Every line in the data below has to be repeated exactly; no picture belongs in the result.

[Region pointing data]
"""

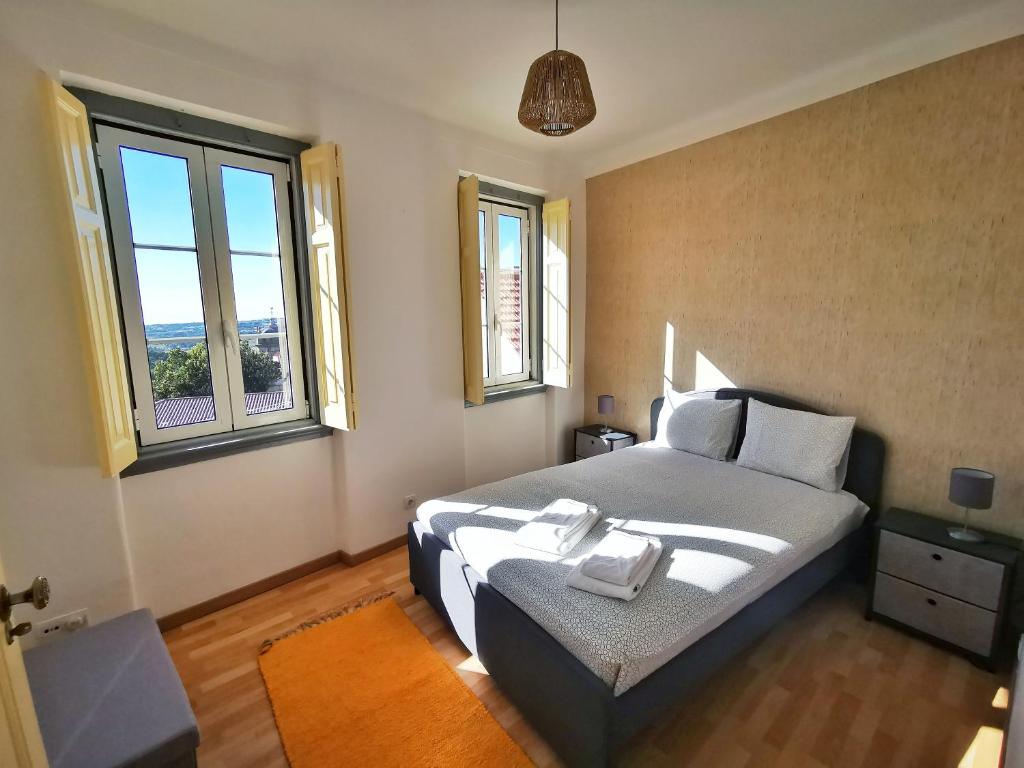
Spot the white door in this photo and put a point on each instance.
(20, 742)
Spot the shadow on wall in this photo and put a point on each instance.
(706, 374)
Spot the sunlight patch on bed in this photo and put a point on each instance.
(510, 513)
(706, 569)
(484, 548)
(652, 527)
(438, 506)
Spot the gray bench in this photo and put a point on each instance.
(109, 695)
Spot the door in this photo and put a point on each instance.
(20, 742)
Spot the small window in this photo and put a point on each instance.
(204, 250)
(507, 313)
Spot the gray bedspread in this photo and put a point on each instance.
(729, 536)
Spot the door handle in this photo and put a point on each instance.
(38, 594)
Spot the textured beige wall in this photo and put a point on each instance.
(864, 254)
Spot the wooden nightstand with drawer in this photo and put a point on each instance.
(952, 591)
(590, 440)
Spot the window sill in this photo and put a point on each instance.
(510, 391)
(179, 453)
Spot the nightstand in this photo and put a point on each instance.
(951, 591)
(590, 440)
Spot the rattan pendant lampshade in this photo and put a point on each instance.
(557, 98)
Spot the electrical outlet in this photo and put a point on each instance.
(64, 625)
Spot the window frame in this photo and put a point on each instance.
(215, 161)
(492, 209)
(498, 388)
(124, 247)
(161, 122)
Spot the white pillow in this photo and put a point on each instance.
(798, 444)
(705, 427)
(674, 399)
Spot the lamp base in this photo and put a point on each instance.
(965, 535)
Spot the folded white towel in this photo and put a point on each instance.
(559, 526)
(580, 581)
(616, 558)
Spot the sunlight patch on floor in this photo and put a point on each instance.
(472, 664)
(984, 750)
(1001, 698)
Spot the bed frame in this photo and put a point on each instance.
(566, 702)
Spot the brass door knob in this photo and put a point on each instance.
(38, 594)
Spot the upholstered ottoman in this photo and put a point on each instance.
(109, 695)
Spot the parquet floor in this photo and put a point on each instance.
(823, 688)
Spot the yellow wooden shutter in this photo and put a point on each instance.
(469, 260)
(324, 188)
(100, 324)
(557, 347)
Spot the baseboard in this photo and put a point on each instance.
(214, 604)
(244, 593)
(370, 554)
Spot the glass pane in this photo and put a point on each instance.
(259, 293)
(483, 293)
(159, 199)
(510, 293)
(175, 336)
(252, 215)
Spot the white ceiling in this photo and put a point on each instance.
(664, 72)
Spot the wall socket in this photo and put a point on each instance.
(64, 625)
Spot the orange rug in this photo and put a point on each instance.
(367, 688)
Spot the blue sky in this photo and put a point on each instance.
(160, 208)
(509, 244)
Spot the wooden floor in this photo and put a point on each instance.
(824, 688)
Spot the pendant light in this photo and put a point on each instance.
(557, 98)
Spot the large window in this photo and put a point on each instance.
(206, 269)
(507, 314)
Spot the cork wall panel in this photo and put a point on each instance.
(864, 254)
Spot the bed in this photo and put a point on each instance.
(742, 550)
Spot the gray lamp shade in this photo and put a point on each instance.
(971, 487)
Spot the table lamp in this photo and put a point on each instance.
(605, 406)
(970, 488)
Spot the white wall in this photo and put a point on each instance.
(171, 539)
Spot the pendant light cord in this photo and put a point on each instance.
(556, 25)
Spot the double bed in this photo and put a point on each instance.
(741, 550)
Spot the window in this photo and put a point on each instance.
(507, 312)
(203, 245)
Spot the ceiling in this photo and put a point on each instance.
(653, 64)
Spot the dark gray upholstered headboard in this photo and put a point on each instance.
(867, 451)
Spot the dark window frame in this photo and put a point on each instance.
(159, 121)
(534, 385)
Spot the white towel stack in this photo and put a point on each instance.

"""

• Result for this exercise
Spot the white door in this photo and put a point on each instance.
(20, 742)
Spot the shadow on wall in this photo and put a point on each instance.
(706, 374)
Spot the sunlight patch on bed in this photo and put a point on each instance.
(510, 513)
(706, 569)
(484, 548)
(652, 527)
(438, 506)
Spot the gray bench in this photo and put a point on each instance.
(109, 695)
Spot the door in this photo and put a point on each instance.
(20, 742)
Spot the small window in this photo and put a point on each instance.
(204, 250)
(507, 313)
Spot the gray bedspread in this photo and put a point on each instance.
(729, 536)
Spot the door handle in this photo and put a point on each instance.
(38, 594)
Spot the textured beige wall in this photo and put a point on each instance.
(864, 254)
Spot the wooden nightstand with drawer in this photo and put a point on each instance.
(952, 591)
(590, 440)
Spot the window sill in this photo and put a point on each instance.
(510, 391)
(179, 453)
Spot the nightstand in this photo and put a point on each instance.
(951, 591)
(590, 440)
Spot the rattan pendant lampshade in this photo and put a point on each instance.
(557, 98)
Spot the electrical outlet in this photo and put a point on each instance.
(64, 625)
Spot the window frame in this photo and put a point on each instance.
(215, 161)
(492, 209)
(498, 388)
(124, 247)
(161, 122)
Spot the white pillow in this photo and put a point on each instance.
(798, 444)
(705, 427)
(674, 399)
Spot the lamp base in this photo and put a point on each instance.
(965, 535)
Spot the folded white towel in this photo and put a point on each instance.
(559, 526)
(580, 581)
(616, 558)
Spot the sunlight patch on floor in this photo and put a point on each instance.
(472, 664)
(984, 750)
(1001, 698)
Spot the bed frame in this photo and put a point on each instance.
(566, 702)
Spot the brass door knob in this photo and put a point on each instance.
(38, 594)
Spot the upholstered ottoman in this photo and put a point on each instance.
(109, 695)
Spot the parquet floor in this photo and put a point on each instance.
(823, 688)
Spot the yellow wooden shutter in this photo and put a point on each instance.
(469, 260)
(324, 188)
(100, 324)
(557, 347)
Spot the baseboard in this photo and put a point on each instance.
(214, 604)
(244, 593)
(370, 554)
Spot the glass pane in this photo and put a point on each instance.
(259, 293)
(483, 293)
(159, 199)
(510, 293)
(175, 336)
(252, 215)
Spot the white ceiling in this photo and put a point on each instance.
(664, 72)
Spot the wall socket in this photo and put a point on each instance.
(64, 625)
Spot the orange rug in this photo and put a point on each instance.
(367, 688)
Spot the blue sky in this photo and put a point on each instance.
(160, 208)
(509, 244)
Spot the wooden floor in this photo and put a point on each instance.
(824, 688)
Spot the pendant light in this photo and put a point on each instance.
(557, 98)
Spot the large window in this photo and put a point on each instance.
(206, 269)
(507, 314)
Spot the cork wall panel in this photo and put a point on each instance.
(864, 254)
Spot the bed in this photo and put a point on each instance.
(742, 550)
Spot the gray lamp shade in this photo and put a point on each instance.
(971, 487)
Spot the table lamp in this photo and put a point on each instance.
(605, 406)
(970, 488)
Spot the white wall in this photo and put a point on each instance.
(171, 539)
Spot the pendant light cord in this photo and put a point on each instance.
(556, 25)
Spot the double bed in this photo and put a point on each instance.
(741, 550)
Spot the window in this photo and put a point on each instance.
(507, 312)
(203, 245)
Spot the ceiling in this photo and put a point on each instance.
(653, 64)
Spot the dark gray upholstered headboard in this photo and put a point on each instance.
(867, 451)
Spot the dark window frame in this photo and put a point on each instance.
(159, 121)
(534, 385)
Spot the white towel stack in this photo and put a point on each instance.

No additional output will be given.